>> Start SOURCE EXCERPT

Franklin College: A Place Where Young People, Community and Opportunity Come Together
When we talk about community, we often think about a place.
A town. A street. A neighbourhood. The people we pass on the school run, see in the local shop or stand beside at an event.
But community is also something wider than that. It is the way people are supported. The way organisations work together. The way young people are encouraged to see what is possible. The way local businesses, schools, colleges, charities and community groups come together to create better futures.
That was at the heart of our conversation with Wendy Ellis, Principal and CEO of Franklin Sixth Form College.
Franklin is often described as a college of its community. For Wendy, that is not just a phrase. It is something that runs through the day-to-day life of the college.
“Community for us is the widest sense,” Wendy explained. “Community really extends to inclusivity.”
Franklin is a sixth form college, but its community reaches much further than one group of learners. It includes Level 2 and Level 3 students, adult learners, local schools, partner organisations, employers, staff, families and the wider education landscape across North East Lincolnshire.
For Wendy and her team, the role of the college is clear. It is to create an education environment that is right for the community it serves, and to prepare students from the moment they arrive for the moment they leave.

>> End SOURCE EXCERPT

■ **GIVEN INSTRUCTION**:
In the Franklin College article, swap "organisations" for "institutions" and reproduce the passage from "But community is" up to and including "of the college.".

>> Start GIVEN INFORMATION

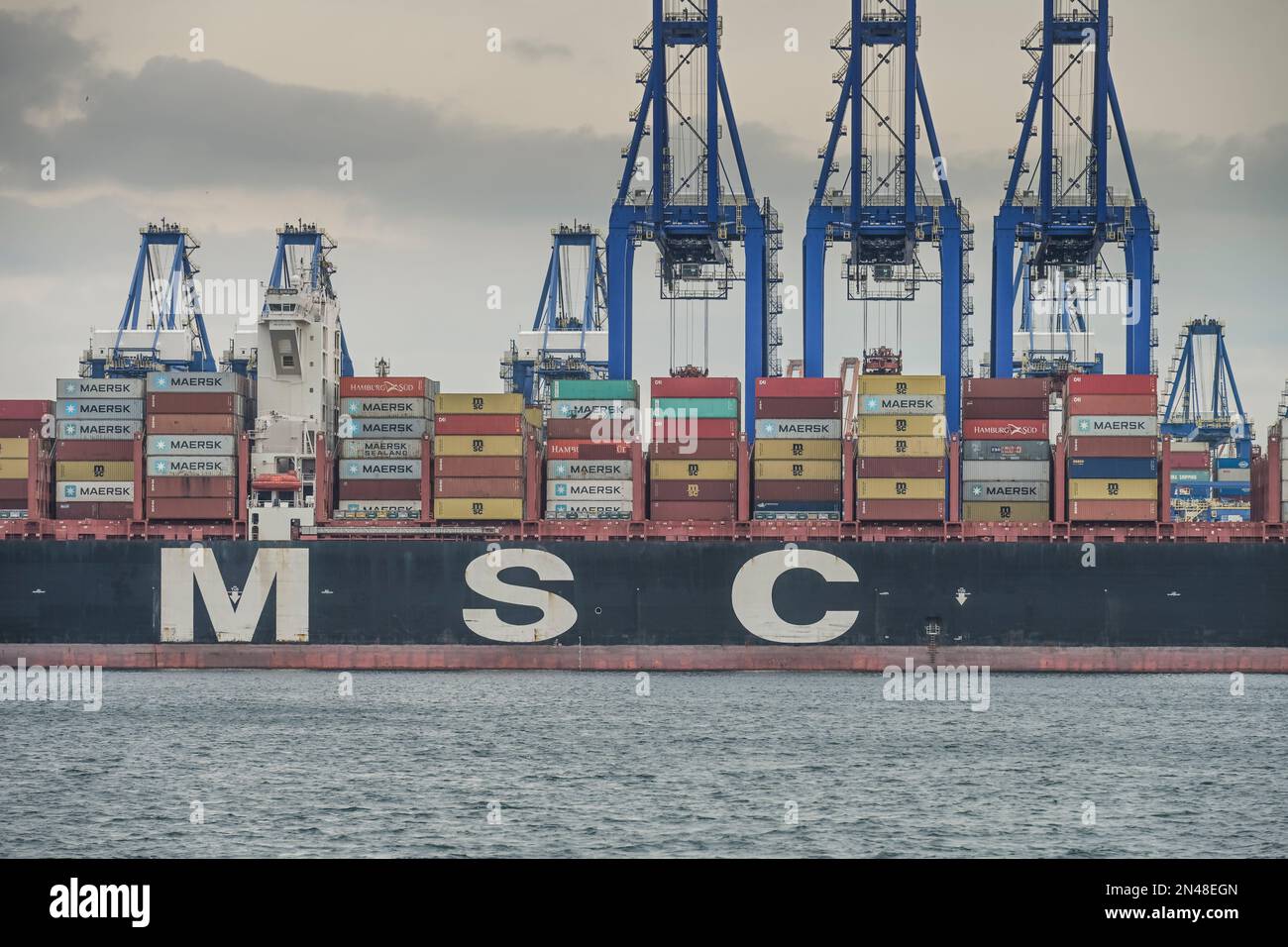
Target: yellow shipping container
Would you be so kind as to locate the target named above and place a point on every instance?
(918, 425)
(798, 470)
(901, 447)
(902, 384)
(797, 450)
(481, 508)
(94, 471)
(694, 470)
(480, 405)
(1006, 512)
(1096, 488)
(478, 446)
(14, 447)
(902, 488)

>> End GIVEN INFORMATION
>> Start GIVEN INFORMATION

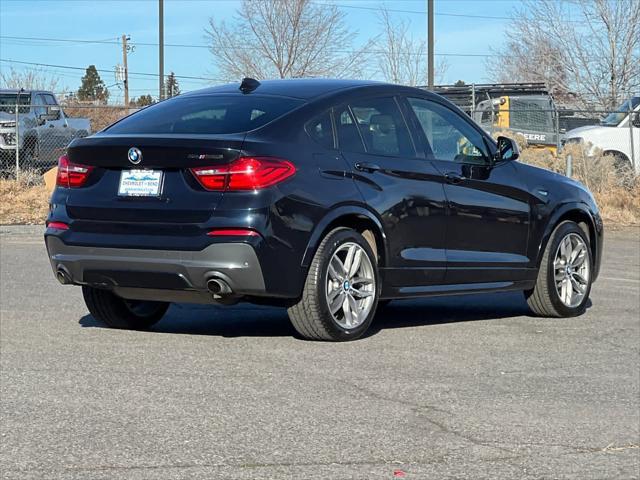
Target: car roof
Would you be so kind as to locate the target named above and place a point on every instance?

>> End GIVEN INFORMATION
>> Start GIVEN INFORMATION

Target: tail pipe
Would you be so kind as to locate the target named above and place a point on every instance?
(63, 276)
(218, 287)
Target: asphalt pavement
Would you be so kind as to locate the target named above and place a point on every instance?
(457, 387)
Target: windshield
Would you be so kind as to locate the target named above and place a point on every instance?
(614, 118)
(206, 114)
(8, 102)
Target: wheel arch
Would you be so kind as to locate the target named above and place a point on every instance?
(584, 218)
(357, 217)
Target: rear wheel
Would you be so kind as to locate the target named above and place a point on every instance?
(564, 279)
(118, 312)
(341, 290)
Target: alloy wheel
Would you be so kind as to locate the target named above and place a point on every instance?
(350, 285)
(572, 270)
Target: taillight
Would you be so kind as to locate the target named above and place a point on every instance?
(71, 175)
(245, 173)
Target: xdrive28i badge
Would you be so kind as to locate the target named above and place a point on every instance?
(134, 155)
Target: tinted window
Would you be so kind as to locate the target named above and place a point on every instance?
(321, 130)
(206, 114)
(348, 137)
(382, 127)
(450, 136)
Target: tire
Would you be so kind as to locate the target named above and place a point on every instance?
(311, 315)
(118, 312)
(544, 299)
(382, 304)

>> End GIVEN INFORMATION

■ **EXERCISE OUTPUT**:
But community is also something wider than that. It is the way people are supported. The way institutions work together. The way young people are encouraged to see what is possible. The way local businesses, schools, colleges, charities and community groups come together to create better futures.
That was at the heart of our conversation with Wendy Ellis, Principal and CEO of Franklin Sixth Form College.
Franklin is often described as a college of its community. For Wendy, that is not just a phrase. It is something that runs through the day-to-day life of the college.